Rewrite the material from its start through the line containing "positive clicks: (730, 276) (746, 279)", changing "rough mask" to "coarse mask" and leaving everything else as it is. Return only those lines.

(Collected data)

═══

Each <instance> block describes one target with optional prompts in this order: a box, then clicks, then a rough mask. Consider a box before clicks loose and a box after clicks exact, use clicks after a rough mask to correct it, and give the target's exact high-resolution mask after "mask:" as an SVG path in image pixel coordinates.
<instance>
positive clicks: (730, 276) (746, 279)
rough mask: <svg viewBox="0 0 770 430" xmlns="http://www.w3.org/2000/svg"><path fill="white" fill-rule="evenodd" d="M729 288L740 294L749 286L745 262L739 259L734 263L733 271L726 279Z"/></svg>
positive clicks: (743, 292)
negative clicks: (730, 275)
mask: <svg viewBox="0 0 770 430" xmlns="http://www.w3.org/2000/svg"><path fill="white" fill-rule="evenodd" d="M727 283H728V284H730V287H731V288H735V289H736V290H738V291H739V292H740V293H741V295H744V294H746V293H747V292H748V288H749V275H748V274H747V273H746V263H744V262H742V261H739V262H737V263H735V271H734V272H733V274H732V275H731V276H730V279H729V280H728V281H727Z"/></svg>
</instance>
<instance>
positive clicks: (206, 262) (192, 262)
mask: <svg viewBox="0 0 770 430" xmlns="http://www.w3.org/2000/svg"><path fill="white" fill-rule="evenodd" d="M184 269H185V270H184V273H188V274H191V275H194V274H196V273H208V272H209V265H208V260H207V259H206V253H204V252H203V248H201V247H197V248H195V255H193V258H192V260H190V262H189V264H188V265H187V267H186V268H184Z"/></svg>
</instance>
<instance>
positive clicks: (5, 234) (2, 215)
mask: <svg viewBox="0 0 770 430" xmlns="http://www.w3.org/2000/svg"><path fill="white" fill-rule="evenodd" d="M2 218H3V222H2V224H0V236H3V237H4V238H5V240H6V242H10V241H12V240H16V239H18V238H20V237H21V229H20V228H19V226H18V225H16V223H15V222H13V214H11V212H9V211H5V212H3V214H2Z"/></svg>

═══

§ **Exercise answer**:
Each <instance> block describes one target with optional prompts in this order: a box, then clicks, then a coarse mask. Consider a box before clicks loose and a box after clicks exact, use clicks after a coarse mask to correct it, and give the target's exact high-resolution mask after "mask:" as an SVG path in image pixel coordinates.
<instance>
positive clicks: (730, 276) (746, 279)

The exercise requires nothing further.